Stored items from a collection
** begin **

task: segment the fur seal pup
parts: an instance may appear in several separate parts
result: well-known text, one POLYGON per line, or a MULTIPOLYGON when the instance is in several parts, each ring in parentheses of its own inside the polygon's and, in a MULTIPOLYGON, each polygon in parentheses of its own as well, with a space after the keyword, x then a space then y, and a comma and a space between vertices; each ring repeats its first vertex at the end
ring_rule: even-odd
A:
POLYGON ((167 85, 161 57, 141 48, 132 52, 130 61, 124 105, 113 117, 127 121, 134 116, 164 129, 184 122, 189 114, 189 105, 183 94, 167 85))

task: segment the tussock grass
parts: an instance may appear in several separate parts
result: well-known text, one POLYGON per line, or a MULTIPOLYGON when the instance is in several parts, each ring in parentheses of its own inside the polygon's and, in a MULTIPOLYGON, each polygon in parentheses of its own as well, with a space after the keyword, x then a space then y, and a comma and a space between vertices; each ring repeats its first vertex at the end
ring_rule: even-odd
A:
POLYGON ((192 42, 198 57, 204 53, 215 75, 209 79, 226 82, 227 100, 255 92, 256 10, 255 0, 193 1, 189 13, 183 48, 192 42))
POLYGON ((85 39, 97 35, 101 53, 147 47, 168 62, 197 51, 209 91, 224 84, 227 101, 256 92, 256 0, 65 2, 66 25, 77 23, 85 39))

** end **

* _Work to be completed_: Copy the entries word for word, from the start through the line containing "POLYGON ((167 85, 161", inclusive.

* _The result_:
task: segment the fur seal pup
parts: an instance may appear in several separate parts
result: well-known text, one POLYGON per line, or a MULTIPOLYGON when the instance is in several parts, each ring in parentheses of its own inside the polygon's and, in a MULTIPOLYGON, each polygon in parentheses of its own as well, with a space after the keyword, x then a space then y, and a comma and a space between vertices; each ring repeats its first vertex at the end
ring_rule: even-odd
A:
POLYGON ((167 85, 161 57, 141 48, 132 52, 130 61, 124 105, 113 117, 127 121, 134 116, 164 129, 184 122, 189 114, 189 105, 183 94, 167 85))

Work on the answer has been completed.